• What to do: Each entry has to be reproduced in full, exactly as given.

• Data in this exercise:

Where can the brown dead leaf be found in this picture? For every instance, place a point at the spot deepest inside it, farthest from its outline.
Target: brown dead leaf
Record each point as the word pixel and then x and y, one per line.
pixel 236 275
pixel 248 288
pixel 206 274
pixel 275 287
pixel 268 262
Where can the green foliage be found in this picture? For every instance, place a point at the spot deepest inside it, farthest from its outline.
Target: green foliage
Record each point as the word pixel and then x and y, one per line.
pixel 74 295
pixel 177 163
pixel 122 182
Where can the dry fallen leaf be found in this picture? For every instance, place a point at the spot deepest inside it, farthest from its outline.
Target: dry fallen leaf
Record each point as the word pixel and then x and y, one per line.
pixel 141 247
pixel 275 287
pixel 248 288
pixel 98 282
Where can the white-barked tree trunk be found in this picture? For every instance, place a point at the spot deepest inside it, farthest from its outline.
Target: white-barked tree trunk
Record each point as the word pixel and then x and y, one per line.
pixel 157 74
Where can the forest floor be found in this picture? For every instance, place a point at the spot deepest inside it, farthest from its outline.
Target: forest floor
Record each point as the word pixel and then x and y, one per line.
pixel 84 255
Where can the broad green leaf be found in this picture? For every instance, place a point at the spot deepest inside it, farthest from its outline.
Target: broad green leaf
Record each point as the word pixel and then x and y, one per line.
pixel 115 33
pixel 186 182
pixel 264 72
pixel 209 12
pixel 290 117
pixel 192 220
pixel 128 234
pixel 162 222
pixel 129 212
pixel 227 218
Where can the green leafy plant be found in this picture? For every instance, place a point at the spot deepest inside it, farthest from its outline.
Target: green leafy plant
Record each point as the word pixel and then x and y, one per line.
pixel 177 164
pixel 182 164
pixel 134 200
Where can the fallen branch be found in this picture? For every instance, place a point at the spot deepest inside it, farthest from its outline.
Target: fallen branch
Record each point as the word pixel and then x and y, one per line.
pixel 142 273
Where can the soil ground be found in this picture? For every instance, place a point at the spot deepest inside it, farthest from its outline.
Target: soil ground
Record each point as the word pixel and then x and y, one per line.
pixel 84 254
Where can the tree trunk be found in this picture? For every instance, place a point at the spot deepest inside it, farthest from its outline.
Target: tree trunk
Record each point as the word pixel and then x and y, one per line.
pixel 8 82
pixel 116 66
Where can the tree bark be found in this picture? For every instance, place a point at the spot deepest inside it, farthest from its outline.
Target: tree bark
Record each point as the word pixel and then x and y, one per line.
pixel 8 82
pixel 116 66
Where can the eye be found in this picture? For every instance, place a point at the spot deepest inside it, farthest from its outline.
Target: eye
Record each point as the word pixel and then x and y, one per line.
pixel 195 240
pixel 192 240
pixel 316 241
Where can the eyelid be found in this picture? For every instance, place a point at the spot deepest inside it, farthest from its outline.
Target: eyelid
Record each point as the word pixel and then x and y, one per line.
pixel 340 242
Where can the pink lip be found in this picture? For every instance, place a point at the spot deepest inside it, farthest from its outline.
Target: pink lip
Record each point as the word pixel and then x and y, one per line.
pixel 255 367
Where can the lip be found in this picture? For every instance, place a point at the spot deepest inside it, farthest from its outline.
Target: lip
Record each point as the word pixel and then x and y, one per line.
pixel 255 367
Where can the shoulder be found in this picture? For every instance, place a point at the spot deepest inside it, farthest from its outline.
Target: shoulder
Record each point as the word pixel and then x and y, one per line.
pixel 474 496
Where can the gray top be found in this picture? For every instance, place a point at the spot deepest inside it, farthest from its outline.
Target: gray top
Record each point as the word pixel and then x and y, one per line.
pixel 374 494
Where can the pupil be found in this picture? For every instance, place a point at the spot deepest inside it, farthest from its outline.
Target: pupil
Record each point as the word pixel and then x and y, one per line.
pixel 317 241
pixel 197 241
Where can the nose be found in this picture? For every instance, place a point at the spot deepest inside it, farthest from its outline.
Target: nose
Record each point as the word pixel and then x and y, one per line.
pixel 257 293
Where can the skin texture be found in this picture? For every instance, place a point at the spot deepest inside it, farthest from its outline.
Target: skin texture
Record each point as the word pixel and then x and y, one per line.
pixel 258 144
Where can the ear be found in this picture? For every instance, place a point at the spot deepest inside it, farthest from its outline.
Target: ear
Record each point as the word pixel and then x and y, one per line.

• Result:
Where can the brown dead leaf be found in this picture? For every instance, place a point at the spot deepest inside it, farthest from its outline.
Target: brown dead leaf
Record each point as the word pixel and then x and y, one per line.
pixel 236 275
pixel 248 288
pixel 206 274
pixel 275 287
pixel 268 262
Where can the green foliage be found in this picture? For every instance, place a point at the spot deepest inside it, farthest from its outline.
Target: green foliage
Record each point as the word pixel and then x and y, one per line.
pixel 74 295
pixel 177 163
pixel 122 182
Where can the dry fallen leaf be found in this picture? For every instance, place a point at the spot deepest inside it, farthest from its outline.
Target: dry fallen leaf
Record each point as the word pixel and then x and y, one per line.
pixel 141 247
pixel 275 287
pixel 248 288
pixel 98 282
Where can the white-barked tree trunk be found in this picture? For every instance, place a point at the spot deepest inside it, farthest from its outline.
Target: white-barked tree trunk
Record each point as the word pixel and then x and y, one per line.
pixel 157 74
Where can the forest floor be found in this picture? For every instance, place a point at the spot deepest inside it, farthest from its outline.
Target: forest floor
Record each point as the word pixel and then x and y, one per line.
pixel 84 255
Where can the broad green leaf be found in this picture? For every instance, place a point at the spot deepest inside it, farthest from its outline.
Target: broad green leaf
Record each point as the word pixel and then x and y, one per line.
pixel 115 33
pixel 186 182
pixel 264 72
pixel 209 12
pixel 290 117
pixel 192 220
pixel 128 234
pixel 162 222
pixel 129 212
pixel 227 218
Where can the green leafy plant be found in this picture? For every instance, place a point at the spot deepest inside it, farthest from its outline.
Target: green leafy plant
Record each point as the word pixel and then x and y, one per line.
pixel 177 164
pixel 182 164
pixel 134 200
Where can the fallen branch be found in this picture? For every instance, place a point at the spot deepest inside it, farthest from its outline.
Target: fallen branch
Record each point as the word pixel and then x and y, one per line.
pixel 142 273
Where can the soil ground be found in this picture? For every instance, place a point at the spot deepest inside it, farthest from its outline.
Target: soil ground
Record each point as the word pixel and then x and y, one per line.
pixel 84 254
Where can the tree trunk be found in this picture? For every instance, place a point at the spot deepest inside it, farthest from its outline.
Target: tree trunk
Record each point as the word pixel and then x and y, one per line.
pixel 8 82
pixel 116 66
Where can the tree bark be found in this picture? For every instance, place a point at the spot deepest inside it, farthest from its outline.
Target: tree bark
Record each point as the word pixel and then x and y, one per line.
pixel 8 82
pixel 116 66
Where can the eye be found in this picture? For every instance, place a point at the spot deepest inside it, farthest from its outline.
Target: eye
Record each point as the word pixel and then x and y, one per line.
pixel 195 240
pixel 192 240
pixel 316 241
Where can the eyelid be found in this picture? For every instance, place a point at the spot deepest inside it, farthest from its outline.
Target: eyelid
Record each point as the word pixel and then x and y, one per line.
pixel 340 242
Where can the pink lip be found in this picture? For every instance, place a point at the spot deepest inside it, farthest from its outline.
Target: pink lip
Record each point as the word pixel and then x and y, one per line.
pixel 255 367
Where can the lip be found in this picture? For every instance, place a point at the spot deepest inside it, farthest from its outline.
Target: lip
Record each point as the word pixel and then x and y, one per line.
pixel 255 367
Where can the shoulder be found in this picture? For every instance, place a point at the spot deepest inside it, farthest from its outline.
Target: shoulder
Record each point as the word pixel and then x and y, one per line.
pixel 474 496
Where can the gray top be found in this picture? For every instance, place a point at the spot deepest inside it, farthest from its outline.
Target: gray top
Record each point as the word pixel and then x and y, one per line.
pixel 374 494
Where can the pupil be found in this picture? For every instance, place a point at the spot deepest inside it, farthest from its outline.
Target: pupil
Record each point as the word pixel and then x and y, one per line.
pixel 317 241
pixel 197 241
Where can the nose be found in this picture? For every instance, place a point at the spot deepest inside it, farthest from its outline.
Target: nose
Record each point as the word pixel and then x and y, one per line.
pixel 257 293
Where can the skin texture be found in this picture? For every instance, place a point at the spot deepest inside it, farthest from its outline.
Target: skin texture
Record each point as the word pixel and then x and y, one per line.
pixel 258 144
Where can the ear be found in this picture? For every instance, place a point at the spot deepest inside it, farthest from its outline.
Target: ear
Record each point as the word pixel and then x and y, one per line.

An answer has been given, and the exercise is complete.